• **List of tasks**
**A)** According to the John Myatt text, for how long was Myatt imprisoned after his 1999 conviction?
**B)** Extract every line of the records that contains the string "sill". Case counts.

• **Text segment**
>> start

= John Myatt =

English painter

John Myatt (born 1945) is a British artist convicted of art forgery who, with John Drewe, perpetrated what has been described as "the biggest art fraud of the 20th century". In 1999 he was convicted of conspiracy to defraud and imprisoned for four months. Since his conviction, Myatt has continued to paint in the style of famous artists, selling his works as "genuine fakes".

==Early life==
The son of a farmer, Myatt attended art school and discovered a talent for mimicking other artists' styles but at first only painted for amusement and for friends. He worked as a songwriter for a time and co-wrote the song "Silly Games", a UK no. 2 hit for Janet Kay in 1979. He later worked as a teacher in Staffordshire.

>> end

• **Dataset**
>> start

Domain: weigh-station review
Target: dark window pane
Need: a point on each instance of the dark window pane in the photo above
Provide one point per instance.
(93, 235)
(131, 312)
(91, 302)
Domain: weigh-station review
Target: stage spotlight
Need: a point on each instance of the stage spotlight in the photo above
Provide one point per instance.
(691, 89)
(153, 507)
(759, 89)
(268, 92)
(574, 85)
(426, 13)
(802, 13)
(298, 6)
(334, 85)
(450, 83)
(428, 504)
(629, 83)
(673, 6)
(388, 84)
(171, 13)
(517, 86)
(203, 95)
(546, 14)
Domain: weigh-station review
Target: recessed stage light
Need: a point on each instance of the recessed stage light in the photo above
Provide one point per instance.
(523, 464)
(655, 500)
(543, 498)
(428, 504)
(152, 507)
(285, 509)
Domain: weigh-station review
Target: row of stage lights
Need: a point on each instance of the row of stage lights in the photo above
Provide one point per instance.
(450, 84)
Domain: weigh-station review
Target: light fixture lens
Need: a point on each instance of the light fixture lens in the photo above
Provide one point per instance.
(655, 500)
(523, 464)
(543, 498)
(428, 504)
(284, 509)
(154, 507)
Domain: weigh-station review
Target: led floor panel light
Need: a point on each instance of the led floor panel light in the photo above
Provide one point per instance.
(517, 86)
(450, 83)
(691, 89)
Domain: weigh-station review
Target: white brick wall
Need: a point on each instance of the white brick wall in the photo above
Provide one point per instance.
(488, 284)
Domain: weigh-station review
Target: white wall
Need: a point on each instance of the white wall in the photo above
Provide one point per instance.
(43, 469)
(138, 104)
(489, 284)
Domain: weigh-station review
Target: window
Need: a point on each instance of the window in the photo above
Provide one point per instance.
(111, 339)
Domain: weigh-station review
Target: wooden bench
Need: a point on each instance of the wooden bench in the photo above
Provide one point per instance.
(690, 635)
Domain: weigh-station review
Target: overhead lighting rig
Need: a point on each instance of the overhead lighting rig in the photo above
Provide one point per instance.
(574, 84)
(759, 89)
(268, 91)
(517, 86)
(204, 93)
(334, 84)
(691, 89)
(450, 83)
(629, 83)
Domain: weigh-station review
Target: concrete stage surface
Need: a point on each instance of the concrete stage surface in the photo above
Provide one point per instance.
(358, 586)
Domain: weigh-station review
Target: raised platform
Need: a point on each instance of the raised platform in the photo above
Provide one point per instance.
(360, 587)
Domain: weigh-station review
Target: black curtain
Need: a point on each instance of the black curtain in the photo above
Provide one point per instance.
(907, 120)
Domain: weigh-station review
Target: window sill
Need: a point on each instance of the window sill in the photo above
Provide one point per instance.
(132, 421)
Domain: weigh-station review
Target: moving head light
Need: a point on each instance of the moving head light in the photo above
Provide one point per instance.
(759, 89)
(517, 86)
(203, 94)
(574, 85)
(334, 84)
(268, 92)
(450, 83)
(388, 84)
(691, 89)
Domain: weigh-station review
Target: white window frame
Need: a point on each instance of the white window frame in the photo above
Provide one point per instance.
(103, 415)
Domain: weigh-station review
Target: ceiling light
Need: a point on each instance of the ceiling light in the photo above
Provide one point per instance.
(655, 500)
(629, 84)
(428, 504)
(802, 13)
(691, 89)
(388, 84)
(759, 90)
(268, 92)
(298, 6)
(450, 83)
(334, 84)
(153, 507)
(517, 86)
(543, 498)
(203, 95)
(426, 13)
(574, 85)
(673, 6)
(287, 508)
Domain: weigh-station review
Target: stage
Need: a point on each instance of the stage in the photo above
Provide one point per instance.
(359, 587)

>> end

• **Answers to the tasks**
**A)** Four months.

**B)**
Target: window sill
Need: a point on each instance of the window sill in the photo above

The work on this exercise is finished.